**Description of the task**
Retype, without alteration, each line from the line containing "Would you point out the fern" to the final line of the records.

....................

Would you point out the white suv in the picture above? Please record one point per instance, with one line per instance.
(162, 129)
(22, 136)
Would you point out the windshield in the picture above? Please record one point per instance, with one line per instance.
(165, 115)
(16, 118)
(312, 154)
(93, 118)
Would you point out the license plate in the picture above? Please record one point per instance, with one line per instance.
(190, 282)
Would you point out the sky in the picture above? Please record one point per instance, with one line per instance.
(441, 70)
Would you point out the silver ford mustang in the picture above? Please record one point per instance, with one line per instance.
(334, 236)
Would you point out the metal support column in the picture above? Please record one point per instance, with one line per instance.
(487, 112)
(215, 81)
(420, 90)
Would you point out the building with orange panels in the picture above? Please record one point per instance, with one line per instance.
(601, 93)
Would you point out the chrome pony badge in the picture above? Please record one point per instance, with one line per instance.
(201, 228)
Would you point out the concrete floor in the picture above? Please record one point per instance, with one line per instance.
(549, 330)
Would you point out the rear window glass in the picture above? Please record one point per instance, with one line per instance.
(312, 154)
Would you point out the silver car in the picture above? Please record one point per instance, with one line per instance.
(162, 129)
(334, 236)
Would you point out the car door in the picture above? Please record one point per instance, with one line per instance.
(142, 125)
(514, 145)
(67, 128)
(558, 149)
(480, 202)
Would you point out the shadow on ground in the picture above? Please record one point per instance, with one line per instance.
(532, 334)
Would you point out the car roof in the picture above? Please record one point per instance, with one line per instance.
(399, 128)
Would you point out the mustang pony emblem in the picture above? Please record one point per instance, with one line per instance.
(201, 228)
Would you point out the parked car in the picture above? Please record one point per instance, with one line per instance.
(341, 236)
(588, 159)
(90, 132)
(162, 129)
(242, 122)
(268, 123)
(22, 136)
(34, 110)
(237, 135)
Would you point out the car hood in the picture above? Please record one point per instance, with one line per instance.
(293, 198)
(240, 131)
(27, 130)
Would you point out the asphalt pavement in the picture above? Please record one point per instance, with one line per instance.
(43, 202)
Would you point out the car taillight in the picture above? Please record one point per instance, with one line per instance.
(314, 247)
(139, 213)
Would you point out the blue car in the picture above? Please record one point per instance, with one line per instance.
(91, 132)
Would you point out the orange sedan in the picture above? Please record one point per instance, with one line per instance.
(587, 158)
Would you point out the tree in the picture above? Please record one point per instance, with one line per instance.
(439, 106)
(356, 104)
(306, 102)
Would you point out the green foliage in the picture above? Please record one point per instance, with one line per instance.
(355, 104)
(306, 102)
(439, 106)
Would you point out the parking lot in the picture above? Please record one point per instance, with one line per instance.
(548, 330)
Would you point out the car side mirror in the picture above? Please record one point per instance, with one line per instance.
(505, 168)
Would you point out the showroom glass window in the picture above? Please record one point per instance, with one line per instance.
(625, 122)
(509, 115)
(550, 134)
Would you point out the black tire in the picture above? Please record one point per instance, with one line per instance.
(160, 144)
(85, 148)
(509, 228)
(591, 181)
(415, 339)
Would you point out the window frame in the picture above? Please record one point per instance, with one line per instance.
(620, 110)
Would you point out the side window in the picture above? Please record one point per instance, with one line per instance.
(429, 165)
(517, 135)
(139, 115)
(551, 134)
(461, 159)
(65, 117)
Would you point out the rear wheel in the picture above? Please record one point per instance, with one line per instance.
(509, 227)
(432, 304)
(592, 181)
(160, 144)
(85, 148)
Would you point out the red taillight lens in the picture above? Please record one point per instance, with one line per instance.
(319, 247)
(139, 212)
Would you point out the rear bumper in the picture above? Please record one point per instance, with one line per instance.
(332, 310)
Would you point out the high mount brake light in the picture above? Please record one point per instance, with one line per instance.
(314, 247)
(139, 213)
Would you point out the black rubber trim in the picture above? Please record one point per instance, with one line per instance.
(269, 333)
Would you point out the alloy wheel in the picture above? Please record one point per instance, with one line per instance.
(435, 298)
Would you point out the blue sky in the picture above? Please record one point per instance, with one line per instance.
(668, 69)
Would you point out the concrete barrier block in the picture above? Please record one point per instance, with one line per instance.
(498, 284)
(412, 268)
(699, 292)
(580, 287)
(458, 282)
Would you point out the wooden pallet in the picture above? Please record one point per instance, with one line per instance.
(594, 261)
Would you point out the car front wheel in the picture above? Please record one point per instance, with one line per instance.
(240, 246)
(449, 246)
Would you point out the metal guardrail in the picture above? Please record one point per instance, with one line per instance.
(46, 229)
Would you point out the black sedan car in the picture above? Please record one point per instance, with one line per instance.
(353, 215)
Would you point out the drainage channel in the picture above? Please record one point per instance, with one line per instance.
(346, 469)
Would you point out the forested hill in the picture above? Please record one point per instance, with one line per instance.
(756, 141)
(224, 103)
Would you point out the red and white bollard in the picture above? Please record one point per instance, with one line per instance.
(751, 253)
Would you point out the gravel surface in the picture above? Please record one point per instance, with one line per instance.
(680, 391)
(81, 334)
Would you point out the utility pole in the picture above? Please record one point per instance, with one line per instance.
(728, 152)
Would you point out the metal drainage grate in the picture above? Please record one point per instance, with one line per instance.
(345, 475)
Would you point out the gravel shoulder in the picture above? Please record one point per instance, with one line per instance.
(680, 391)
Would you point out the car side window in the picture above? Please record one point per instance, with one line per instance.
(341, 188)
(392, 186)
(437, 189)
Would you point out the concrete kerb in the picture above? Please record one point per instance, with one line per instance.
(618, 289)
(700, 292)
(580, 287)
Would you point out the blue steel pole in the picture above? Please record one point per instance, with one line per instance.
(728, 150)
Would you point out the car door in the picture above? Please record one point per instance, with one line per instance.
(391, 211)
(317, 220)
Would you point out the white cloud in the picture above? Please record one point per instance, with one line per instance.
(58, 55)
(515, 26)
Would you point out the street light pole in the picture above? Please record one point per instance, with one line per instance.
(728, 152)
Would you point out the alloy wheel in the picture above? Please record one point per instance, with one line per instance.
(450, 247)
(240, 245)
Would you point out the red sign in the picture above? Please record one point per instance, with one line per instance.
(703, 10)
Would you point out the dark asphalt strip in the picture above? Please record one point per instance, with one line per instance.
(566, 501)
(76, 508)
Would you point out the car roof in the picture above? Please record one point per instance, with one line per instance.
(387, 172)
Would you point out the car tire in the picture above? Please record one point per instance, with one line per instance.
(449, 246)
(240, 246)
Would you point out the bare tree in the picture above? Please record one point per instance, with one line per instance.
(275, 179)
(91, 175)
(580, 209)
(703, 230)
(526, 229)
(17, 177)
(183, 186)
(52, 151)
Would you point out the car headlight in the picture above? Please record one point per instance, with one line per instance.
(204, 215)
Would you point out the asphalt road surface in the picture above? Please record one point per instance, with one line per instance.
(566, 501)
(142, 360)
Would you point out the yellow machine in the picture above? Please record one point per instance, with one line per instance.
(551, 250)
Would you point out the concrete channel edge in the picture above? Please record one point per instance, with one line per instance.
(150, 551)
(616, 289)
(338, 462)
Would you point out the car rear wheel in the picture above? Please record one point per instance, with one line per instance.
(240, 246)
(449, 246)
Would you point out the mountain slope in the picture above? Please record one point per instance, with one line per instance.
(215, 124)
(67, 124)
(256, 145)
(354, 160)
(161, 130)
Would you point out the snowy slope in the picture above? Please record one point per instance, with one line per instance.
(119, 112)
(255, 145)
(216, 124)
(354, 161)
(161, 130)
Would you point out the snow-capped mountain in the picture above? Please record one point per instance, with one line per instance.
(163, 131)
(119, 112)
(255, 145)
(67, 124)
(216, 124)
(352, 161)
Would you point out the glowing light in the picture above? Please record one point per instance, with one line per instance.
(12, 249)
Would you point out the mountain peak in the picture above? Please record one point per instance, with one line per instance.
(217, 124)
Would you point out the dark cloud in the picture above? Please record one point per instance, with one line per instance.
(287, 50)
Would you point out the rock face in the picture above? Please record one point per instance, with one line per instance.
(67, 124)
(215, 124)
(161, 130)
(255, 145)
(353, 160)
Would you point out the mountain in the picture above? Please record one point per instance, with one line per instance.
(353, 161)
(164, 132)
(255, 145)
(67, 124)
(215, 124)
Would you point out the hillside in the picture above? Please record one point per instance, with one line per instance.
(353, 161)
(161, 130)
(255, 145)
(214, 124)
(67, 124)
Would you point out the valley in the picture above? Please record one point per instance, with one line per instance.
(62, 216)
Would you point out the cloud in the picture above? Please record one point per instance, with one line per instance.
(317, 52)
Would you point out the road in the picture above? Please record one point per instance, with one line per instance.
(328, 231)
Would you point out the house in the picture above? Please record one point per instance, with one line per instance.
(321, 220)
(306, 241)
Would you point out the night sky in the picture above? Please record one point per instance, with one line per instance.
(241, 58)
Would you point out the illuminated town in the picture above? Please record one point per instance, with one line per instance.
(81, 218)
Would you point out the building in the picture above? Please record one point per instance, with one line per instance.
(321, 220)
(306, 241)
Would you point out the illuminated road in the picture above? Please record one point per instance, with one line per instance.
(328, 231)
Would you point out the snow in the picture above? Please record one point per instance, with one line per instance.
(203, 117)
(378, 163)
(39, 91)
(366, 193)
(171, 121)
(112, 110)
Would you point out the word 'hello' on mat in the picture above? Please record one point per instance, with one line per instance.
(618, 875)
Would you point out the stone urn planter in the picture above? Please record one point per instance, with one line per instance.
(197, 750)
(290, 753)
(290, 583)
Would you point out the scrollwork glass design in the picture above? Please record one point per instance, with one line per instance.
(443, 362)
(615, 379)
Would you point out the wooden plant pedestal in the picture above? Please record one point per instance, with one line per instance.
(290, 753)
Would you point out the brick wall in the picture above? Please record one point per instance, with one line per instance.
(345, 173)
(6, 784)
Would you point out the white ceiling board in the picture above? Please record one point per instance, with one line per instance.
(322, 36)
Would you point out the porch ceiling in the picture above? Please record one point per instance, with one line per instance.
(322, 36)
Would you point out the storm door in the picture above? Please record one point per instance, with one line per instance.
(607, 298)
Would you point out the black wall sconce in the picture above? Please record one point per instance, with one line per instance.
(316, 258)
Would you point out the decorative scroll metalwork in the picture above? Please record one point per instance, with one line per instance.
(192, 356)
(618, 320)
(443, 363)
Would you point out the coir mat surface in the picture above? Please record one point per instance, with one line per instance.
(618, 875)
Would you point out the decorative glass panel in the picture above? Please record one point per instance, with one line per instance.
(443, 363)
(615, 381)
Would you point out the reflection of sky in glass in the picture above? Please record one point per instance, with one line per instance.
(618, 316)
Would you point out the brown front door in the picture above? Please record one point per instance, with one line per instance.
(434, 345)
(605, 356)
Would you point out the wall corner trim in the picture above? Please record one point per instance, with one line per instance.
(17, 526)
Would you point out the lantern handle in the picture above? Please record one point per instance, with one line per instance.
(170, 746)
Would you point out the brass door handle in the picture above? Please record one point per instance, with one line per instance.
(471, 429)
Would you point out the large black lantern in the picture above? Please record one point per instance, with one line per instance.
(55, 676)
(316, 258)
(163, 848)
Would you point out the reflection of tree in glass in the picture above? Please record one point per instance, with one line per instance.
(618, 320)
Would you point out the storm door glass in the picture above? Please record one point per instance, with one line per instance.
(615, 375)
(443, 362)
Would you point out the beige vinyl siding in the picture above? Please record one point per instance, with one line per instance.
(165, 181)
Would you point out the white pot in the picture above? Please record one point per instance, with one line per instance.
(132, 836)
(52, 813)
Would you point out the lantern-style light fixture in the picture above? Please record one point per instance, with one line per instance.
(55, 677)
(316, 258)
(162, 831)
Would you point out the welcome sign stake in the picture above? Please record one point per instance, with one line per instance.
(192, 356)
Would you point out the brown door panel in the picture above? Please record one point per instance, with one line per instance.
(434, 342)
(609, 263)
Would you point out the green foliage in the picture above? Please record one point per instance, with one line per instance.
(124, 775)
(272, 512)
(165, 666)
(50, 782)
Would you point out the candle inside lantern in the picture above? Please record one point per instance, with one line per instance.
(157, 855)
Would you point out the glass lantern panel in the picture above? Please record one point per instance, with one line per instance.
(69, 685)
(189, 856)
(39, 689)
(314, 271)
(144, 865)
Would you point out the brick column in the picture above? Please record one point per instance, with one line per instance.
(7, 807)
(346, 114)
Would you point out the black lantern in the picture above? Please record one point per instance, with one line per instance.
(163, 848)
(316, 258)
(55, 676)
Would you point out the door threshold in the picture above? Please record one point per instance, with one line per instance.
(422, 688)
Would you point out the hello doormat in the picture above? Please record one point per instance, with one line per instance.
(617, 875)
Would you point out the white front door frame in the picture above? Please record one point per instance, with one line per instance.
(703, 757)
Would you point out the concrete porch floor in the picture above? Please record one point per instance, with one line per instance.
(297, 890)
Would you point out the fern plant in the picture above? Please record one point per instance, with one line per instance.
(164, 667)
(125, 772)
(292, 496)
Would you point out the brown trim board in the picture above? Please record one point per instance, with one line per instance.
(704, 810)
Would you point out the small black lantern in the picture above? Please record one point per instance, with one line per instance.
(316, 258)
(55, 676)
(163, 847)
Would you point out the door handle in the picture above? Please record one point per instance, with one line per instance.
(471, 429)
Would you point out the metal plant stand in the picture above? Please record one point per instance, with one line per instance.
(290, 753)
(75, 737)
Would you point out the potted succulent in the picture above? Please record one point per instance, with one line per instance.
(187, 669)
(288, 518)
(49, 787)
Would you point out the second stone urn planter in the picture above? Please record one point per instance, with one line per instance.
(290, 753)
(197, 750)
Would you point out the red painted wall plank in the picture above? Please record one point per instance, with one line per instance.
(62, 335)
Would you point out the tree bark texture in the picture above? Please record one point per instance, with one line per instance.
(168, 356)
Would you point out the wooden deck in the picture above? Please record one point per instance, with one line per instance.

....................

**Written answer**
Would you point out the fern plant in the picture above? Please record one point per instance, with one line per instance.
(164, 667)
(125, 772)
(292, 496)
Would you point out the brown trim board in the picture above? Please record one point per instance, with one line per instance.
(704, 810)
Would you point out the small black lantern in the picture above? Please record one point per instance, with one line per instance.
(316, 258)
(55, 676)
(163, 847)
Would you point out the door handle in the picture above? Please record one point per instance, with one line per instance.
(471, 429)
Would you point out the metal plant stand in the picture above? Please record one point per instance, with one line per instance.
(290, 753)
(75, 737)
Would you point out the potted succulent in the picture above? Please record one point per instance, with one line per instance.
(187, 669)
(288, 518)
(49, 787)
Would you point out the second stone urn planter in the picture above? Please record one point per instance, with one line per instance.
(290, 753)
(197, 750)
Would you point out the red painted wall plank in the picture above? Please record one point per instance, with one line per instance.
(62, 335)
Would you point out the tree bark texture in the picture above? Please record one point per instance, with one line per instance.
(168, 356)
Would you point out the wooden deck in the picture above? Please record one point per instance, with one line per instance.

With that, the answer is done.